Your instructions:
The records should be copied out again with no alteration.

Data supplied:
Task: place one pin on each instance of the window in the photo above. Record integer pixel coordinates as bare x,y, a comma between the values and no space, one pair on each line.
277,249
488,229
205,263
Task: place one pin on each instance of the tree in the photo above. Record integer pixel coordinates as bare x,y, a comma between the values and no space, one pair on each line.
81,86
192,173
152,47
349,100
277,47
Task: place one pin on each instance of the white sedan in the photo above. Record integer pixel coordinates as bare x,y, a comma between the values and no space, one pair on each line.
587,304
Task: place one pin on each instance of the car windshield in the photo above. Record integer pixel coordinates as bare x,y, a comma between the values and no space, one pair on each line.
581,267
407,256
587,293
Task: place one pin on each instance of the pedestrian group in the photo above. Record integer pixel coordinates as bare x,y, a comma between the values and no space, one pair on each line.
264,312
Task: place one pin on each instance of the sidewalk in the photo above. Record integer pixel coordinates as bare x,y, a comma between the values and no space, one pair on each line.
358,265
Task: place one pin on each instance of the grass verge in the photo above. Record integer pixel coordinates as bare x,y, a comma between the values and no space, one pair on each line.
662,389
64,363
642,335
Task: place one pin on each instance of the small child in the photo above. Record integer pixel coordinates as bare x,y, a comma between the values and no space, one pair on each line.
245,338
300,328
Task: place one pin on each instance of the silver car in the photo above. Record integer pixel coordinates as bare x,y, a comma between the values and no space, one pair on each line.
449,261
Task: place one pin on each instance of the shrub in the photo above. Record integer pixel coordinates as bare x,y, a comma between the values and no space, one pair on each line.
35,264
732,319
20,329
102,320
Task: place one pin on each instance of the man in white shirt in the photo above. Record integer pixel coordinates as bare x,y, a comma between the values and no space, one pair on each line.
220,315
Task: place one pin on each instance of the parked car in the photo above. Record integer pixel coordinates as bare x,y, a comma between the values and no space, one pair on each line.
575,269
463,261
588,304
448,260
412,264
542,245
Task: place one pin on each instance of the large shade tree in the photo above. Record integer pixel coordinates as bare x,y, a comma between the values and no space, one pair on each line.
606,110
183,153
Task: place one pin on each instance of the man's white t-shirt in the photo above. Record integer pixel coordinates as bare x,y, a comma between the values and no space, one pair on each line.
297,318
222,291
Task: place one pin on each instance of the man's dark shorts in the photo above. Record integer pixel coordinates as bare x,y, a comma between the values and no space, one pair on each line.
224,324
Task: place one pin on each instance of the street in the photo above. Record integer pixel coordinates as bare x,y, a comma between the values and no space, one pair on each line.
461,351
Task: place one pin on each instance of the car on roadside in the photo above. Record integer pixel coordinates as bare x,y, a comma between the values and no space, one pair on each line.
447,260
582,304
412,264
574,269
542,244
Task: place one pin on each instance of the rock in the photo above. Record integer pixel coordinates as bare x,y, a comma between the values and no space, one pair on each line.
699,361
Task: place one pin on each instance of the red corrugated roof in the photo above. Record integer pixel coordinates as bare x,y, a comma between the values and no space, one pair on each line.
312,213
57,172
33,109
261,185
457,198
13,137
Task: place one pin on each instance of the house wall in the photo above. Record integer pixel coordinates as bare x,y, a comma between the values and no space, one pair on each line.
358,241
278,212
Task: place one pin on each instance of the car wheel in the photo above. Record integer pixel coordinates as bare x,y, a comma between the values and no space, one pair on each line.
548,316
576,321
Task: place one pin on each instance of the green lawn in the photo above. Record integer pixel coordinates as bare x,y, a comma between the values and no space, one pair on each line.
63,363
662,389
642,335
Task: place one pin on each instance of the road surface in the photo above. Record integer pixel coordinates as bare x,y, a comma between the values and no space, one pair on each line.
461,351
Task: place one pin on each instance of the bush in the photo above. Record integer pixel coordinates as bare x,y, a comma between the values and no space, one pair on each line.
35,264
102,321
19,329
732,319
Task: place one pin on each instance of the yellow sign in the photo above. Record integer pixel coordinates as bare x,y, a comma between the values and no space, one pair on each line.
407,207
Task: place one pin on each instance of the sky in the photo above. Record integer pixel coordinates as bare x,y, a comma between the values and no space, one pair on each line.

Exercise output:
Task: place one pin on each instance of the window in the photo above. Record integer pixel coordinates as bare x,y, a comma between the values and no space, one pair on each line.
277,249
488,229
205,263
Task: place one pin on each instance of the tree in the photo above. Record integer pixel coordinates as bare x,y, a comma between the values and no space, one pair on each line.
81,86
192,173
152,47
349,100
277,47
Task: place one pin on each instance of the white sedan in the photo above. Record integer pixel coordinates as bare x,y, a comma between the values and no space, one pair on each line.
587,304
Task: place one pin on each instance of the car windshield in the photo above. Record integer pixel coordinates as bare x,y, a comma between the values and no space, one pair on each line.
581,267
407,256
587,293
Task: place one pin on each instance of the pedestrian group in the photo above. Record integer pixel coordinates as bare x,y, a comma between the values and no space, one pair on each line.
264,312
Task: place one pin on each instance of the sidewalk in the photo above. Record integer pixel coordinates as bare x,y, a comma between the values and no space, one pair on each line.
358,265
Task: place one pin on each instance of the grass verge in the photo above. Record integer pixel coordinates as bare x,y, a comma between the values and no space, one pair on each line.
662,389
64,363
642,335
Task: place one pin on each instance of the small child in the photo above. Record integer pixel coordinates as bare x,y, a comma between the values and no space, one pair on each line.
245,338
300,328
Task: place one pin on each instance of the silver car in the photo above. Record integer pixel coordinates as bare x,y, a comma between the values and no space, one pair on each line.
449,261
Task: place one pin on each instance of the shrub in the photo above. Record integer pixel coordinates as bare x,y, a comma between the values and no space, one pair on each line.
35,264
732,319
20,329
102,320
Task: place one pin on each instance of the man in white shirt in the photo above. Record integer pixel coordinates as bare x,y, a comma between the values and no space, one pair on each line.
220,315
Task: place one pin on each instance of the parked car in the photo above. Record integer pixel coordinates as bare x,y, a comma between the values and no space, one pair on each line.
575,269
463,261
588,304
448,260
412,264
542,245
Task: place one pin on each instance of the large shade tree in the photo above. Record integer pixel coordinates as bare x,y, a comma between the values and no space, one pair on each line.
606,110
183,153
Task: place one pin on each instance of the man's white t-shirt in the photo above. Record integer pixel coordinates as bare x,y, a comma between the values and no space, one pair on each line.
297,318
222,291
Task: place one pin on each instance of the man's dark shorts in the photo above. Record integer pixel coordinates as bare x,y, a comma between the values and no space, one pair on each line.
224,324
Task: place one pin on each instance of the street in the photo above. Record integer pixel coordinates as bare x,y, a comma between the values and no space, one pair on each line.
461,351
Task: place one pin on each instance of the car on roadside in the photo above. Record integer pixel coordinates as bare x,y, a comma between the values and no space, one pair on each line.
447,260
582,304
412,264
574,269
542,244
Task: place one pin on each instance of the rock in the photo above. Record integer pixel coordinates as bare x,y, a comma between the values and no space, one pair on each line.
699,361
Task: place one pin on each instance of the red corrugated roof in the photo above. Record integer pixel coordinates as bare x,y, a comma between the values and no space, one pair on each line.
312,213
57,172
33,109
261,185
457,198
13,137
Task: place one pin on each instance of the house wall in the photo above. Record integer pixel coordinates as bare x,y, a comma between the values and no space, one pair on each line.
358,241
278,212
Task: place one pin on each instance of the car wheel in the photo above. Record integer pixel coordinates as bare x,y, a comma between the values and no space, one pair on each line.
548,316
576,321
Task: place one pin on each instance of the green lawn in the photo above. Record integer pixel coordinates as bare x,y, a comma between the values and no space, one pair on each line.
63,363
662,389
642,335
Task: place one pin on each instance of the road surface in the photo above. Record integer pixel coordinates as bare x,y, a comma between the values and no space, one pair on each line.
461,351
Task: place one pin on each instance of the bush in the photo above. Record integer pixel coordinates as bare x,y, a comma between the values and no space, one pair on each line.
35,264
102,321
19,329
732,319
Task: place one pin on each instance of the yellow sign in the photo above. Record integer pixel coordinates as bare x,y, a comma between the values and no space, one pair on each line.
407,207
Task: place one pin on each instance of the sky in the photo above. Record integer pixel coordinates as bare x,y, a comma between the values and no space, one pair on each line.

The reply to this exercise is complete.